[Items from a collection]
++++++++++++++++++++
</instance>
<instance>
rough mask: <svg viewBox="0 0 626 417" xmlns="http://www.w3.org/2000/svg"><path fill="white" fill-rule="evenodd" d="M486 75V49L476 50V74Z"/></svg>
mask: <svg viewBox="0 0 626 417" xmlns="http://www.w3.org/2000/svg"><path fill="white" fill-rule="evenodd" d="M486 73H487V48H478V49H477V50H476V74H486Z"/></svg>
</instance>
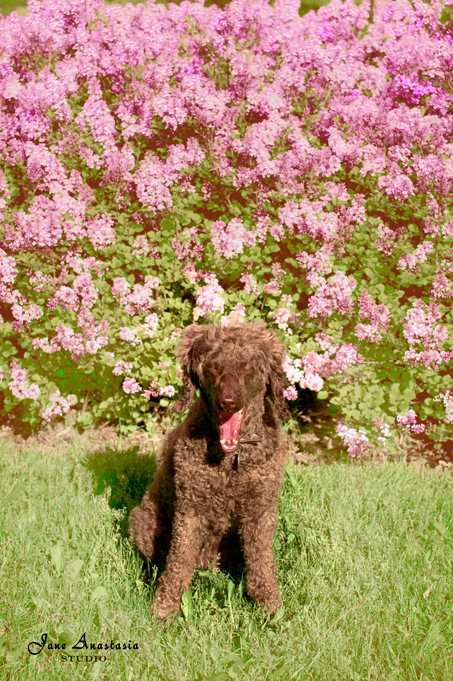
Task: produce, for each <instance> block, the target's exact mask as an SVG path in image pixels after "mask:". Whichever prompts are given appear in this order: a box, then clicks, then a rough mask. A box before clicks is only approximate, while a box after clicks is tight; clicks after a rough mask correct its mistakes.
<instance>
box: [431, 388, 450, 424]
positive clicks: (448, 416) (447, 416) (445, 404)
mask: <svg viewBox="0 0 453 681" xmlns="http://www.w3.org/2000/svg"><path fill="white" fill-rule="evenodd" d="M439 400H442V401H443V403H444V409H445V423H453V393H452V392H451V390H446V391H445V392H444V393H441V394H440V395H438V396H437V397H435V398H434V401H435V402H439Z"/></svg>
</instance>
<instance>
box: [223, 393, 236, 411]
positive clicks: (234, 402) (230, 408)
++++++++++++++++++++
Problem to solve:
Write out, character for character, the stretch of the items from the very start through the line that contains "rough mask: <svg".

Output of the task:
</instance>
<instance>
rough mask: <svg viewBox="0 0 626 417" xmlns="http://www.w3.org/2000/svg"><path fill="white" fill-rule="evenodd" d="M486 75V49L476 50V74Z"/></svg>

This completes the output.